▸ **Exercise instructions**
What lines below include the string "phrase"? Pick them out and copy them.

Saved data entries:
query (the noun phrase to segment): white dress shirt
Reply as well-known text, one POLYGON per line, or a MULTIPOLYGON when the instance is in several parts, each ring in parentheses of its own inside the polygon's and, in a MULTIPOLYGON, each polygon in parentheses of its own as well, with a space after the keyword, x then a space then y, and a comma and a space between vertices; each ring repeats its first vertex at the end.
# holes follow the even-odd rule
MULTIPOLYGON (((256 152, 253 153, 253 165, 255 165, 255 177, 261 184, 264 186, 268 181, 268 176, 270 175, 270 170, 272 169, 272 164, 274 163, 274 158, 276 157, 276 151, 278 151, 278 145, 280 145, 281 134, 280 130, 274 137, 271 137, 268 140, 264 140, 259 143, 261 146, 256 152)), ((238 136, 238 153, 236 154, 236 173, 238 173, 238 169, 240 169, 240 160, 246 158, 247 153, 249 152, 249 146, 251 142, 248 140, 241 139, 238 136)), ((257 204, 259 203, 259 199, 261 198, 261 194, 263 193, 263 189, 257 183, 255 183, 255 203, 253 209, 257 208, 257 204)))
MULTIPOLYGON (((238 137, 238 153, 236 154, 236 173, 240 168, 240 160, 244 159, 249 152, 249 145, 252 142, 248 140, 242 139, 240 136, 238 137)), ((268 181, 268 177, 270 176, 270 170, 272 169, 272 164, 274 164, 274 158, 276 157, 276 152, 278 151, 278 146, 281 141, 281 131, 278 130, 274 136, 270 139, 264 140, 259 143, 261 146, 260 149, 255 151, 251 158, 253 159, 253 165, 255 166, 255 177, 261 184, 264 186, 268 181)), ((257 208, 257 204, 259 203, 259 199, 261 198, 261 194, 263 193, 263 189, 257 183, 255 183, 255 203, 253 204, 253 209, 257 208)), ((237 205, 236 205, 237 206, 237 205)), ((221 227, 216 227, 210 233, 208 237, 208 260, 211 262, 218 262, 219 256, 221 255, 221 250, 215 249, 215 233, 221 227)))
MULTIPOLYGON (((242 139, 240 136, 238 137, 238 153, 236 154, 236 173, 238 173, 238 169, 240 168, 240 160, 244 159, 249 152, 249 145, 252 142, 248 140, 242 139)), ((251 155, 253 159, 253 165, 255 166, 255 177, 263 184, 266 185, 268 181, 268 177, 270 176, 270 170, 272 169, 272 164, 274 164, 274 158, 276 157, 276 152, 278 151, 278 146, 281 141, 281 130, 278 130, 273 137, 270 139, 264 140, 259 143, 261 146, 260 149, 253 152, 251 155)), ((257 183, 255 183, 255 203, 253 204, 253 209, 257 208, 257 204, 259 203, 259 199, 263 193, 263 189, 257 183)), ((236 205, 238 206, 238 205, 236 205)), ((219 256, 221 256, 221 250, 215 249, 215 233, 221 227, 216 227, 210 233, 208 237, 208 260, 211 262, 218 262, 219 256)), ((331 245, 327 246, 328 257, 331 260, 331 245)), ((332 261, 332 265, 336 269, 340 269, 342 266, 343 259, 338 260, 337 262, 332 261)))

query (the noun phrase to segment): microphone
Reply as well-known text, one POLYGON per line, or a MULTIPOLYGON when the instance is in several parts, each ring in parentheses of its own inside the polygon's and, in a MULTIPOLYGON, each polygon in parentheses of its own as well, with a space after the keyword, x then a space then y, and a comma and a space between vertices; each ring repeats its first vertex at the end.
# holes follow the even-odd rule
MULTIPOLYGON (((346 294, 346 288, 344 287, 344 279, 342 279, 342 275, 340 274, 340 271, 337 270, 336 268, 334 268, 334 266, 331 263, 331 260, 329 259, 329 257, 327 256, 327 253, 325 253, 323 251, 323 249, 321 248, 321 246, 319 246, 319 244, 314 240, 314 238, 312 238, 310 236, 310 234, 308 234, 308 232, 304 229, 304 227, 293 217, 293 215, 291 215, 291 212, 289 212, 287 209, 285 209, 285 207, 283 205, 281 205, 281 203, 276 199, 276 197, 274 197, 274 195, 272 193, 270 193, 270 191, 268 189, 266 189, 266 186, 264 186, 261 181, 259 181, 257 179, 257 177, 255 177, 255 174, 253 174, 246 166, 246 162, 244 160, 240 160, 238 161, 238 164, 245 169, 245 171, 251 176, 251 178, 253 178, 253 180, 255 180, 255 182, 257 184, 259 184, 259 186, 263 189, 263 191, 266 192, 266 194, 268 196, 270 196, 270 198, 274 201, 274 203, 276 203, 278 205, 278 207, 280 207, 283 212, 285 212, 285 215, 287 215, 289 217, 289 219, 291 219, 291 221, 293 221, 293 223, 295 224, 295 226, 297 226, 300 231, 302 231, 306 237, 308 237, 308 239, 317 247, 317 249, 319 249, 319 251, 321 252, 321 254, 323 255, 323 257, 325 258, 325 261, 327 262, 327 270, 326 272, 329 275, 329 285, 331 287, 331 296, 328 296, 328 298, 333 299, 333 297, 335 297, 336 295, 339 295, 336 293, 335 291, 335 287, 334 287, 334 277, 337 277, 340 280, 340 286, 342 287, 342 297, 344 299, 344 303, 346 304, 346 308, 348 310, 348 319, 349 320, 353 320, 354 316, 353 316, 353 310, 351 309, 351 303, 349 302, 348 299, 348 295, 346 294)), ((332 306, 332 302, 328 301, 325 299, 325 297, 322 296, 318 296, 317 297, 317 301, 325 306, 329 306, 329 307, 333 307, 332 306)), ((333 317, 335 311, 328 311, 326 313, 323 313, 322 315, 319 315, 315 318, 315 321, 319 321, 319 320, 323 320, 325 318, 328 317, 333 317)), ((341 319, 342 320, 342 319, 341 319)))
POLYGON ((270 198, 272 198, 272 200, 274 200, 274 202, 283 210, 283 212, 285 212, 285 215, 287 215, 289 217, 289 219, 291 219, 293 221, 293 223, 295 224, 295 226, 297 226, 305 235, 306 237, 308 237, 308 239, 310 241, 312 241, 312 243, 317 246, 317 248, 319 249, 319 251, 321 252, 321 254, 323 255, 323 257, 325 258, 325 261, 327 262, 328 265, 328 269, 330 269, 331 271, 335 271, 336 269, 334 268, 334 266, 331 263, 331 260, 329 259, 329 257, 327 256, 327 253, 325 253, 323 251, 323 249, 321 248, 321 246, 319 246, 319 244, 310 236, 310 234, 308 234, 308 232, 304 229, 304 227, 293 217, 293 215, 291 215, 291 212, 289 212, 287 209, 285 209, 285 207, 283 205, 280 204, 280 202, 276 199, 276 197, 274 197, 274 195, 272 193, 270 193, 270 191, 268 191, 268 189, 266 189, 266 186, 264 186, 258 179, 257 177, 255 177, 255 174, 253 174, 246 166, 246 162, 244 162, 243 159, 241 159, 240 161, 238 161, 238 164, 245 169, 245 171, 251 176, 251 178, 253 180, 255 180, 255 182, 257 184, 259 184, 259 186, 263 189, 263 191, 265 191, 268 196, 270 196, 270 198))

▸ **Written response**
query (the noun phrase to segment): white dress shirt
query (the noun phrase to segment): microphone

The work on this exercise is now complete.